Similarly, the remaining equations can be obtained in the same way.

Appendix B

2.1 The ratios \(l_{2} /m_{1}\), \(m_{3} /n_{2}\), and \(n_{1} /l_{3}\)

Note that the direction cosines satisfy the following equations:

$$\begin{array}{*{20}l} {l_{1} m_{1} + l_{2} m_{2} + l_{3} m_{3} = 0,} \hfill \\ {l_{1} n_{1} + l_{2} n_{2} + l_{3} n_{3} = 0,} \hfill \\ {m_{1} n_{1} + m_{2} n_{2} + m_{3} n_{3} = 0} \hfill \\ {l_{1} l_{2} + m_{1} m_{2} + n_{1} n_{2} = 0,} \hfill \\ {l_{1} l_{3} + m_{1} m_{3} + n_{1} n_{3} = 0,} \hfill \\ {l_{2} l_{3} + m_{2} m_{3} + n_{2} n_{3} = 0.} \hfill \\ \end{array}$$
(B.1)

When l1, m2, n3 → 1; l2, l3, m1, m3, n1, n2 → 0, we have

$$\begin{array}{*{20}l} {m_{1} + l_{2} + l_{3} m_{3} = 0,} \hfill & {\left( a \right)} \hfill \\ {n_{1} + l_{2} n_{2} + l_{3} = 0,} \hfill & {\left( b \right)} \hfill \\ {m_{1} n_{1} + n_{2} + m_{3} = 0,} \hfill & {\left( c \right)} \hfill \\ {l_{2} + m_{1} + n_{1} n_{2} = 0,} \hfill & {\left( d \right)} \hfill \\ {l_{3} + m_{1} m_{3} + n_{1} = 0,} \hfill & {\left( e \right)} \hfill \\ {l_{2} l_{3} + m_{3} + n_{2} = 0.} \hfill & {\left( f \right)} \hfill \\ \end{array}$$
(B.2)

From Eqs. (a) and (d) in (B.2), we have

$$l_{3} m_{3} = n_{1} n_{2} \;\;\;\; \Rightarrow \;\;\;m_{3} /n_{2} = n_{1} /l_{3},$$
(B.3)

and from Eqs (b) (c) in (B.2), it is obvious that

$$l_{2} n_{2} = m_{1} m_{3} \;\;\; \Rightarrow \;\;\;l_{2} /m_{1} = m_{3} /n_{2} .$$
(B.4)

Similarly, from Eqs. (e) and (f) in (B.2), one has

$$l_{2} l_{3} = m_{1} n_{1} \;\;\; \Rightarrow l_{2} /m_{1} = n_{1} /l_{3} .$$
(B.5)

=== MATERIAL SUPPLIED ===
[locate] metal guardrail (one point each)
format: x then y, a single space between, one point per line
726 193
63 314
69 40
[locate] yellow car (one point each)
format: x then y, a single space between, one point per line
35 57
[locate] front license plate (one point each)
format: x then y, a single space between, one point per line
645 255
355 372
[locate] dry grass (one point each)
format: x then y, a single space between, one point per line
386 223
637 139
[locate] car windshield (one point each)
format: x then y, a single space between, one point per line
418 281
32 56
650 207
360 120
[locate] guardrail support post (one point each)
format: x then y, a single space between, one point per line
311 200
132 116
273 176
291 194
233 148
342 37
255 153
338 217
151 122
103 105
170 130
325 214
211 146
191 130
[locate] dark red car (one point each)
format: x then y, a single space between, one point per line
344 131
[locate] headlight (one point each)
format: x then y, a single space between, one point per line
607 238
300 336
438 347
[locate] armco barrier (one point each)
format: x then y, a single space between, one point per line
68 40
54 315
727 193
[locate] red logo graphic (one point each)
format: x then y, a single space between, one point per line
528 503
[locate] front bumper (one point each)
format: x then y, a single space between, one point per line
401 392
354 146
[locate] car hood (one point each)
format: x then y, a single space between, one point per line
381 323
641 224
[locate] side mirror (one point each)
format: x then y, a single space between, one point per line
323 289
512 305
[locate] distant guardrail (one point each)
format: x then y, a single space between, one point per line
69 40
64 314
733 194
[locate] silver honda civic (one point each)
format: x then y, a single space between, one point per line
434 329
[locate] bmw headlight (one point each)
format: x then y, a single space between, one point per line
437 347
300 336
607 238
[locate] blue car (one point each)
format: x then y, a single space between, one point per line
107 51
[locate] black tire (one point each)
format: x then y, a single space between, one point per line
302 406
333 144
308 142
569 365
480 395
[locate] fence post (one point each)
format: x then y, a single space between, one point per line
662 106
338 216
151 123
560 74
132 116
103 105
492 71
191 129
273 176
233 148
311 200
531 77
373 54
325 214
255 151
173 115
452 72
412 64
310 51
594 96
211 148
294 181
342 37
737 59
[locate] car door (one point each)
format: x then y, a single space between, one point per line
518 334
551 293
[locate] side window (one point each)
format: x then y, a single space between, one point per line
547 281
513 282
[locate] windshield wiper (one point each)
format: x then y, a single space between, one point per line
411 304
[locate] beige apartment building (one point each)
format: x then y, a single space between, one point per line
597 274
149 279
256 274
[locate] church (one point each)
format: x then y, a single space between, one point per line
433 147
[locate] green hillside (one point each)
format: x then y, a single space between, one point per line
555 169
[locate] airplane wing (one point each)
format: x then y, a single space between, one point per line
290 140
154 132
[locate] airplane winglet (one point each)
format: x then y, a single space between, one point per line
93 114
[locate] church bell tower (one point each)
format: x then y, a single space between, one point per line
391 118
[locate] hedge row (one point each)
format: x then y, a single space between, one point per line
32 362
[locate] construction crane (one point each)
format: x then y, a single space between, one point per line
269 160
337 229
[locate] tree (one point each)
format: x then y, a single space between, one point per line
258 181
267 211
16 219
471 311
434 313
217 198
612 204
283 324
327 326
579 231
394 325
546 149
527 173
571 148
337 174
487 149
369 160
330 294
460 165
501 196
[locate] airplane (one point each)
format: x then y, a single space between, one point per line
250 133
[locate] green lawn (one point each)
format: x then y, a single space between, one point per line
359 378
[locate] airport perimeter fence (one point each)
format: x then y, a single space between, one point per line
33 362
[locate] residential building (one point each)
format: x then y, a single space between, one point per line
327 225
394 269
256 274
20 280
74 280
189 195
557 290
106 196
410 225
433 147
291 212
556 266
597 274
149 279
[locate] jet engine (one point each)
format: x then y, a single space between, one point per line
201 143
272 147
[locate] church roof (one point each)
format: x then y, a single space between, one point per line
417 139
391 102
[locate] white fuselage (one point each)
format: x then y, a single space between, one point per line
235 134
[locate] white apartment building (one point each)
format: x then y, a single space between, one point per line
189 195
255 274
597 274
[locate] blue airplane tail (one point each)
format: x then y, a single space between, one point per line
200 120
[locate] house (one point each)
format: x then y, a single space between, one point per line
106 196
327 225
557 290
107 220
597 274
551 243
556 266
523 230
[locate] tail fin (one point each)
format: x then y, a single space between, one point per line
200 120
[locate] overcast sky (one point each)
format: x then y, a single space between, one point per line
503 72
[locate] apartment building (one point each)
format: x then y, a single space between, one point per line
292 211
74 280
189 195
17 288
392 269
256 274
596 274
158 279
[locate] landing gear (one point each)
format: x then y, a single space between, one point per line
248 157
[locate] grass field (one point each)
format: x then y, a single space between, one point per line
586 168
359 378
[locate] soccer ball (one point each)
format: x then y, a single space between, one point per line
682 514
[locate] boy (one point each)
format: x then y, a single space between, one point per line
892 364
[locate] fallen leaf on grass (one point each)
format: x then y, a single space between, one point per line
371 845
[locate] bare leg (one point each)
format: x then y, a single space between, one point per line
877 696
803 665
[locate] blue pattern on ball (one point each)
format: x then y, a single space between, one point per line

=== OBJECTIVE ===
Shorten the paragraph of the direction-cosine appendix that begins "From Eqs. (a) and (d)" to one sentence, keeping its equations and equation number.

=== CORRECT OUTPUT ===
Equations (a) and (d) in (B.2) give l3·m3 = n1·n2, so m3/n2 = n1/l3 (B.3).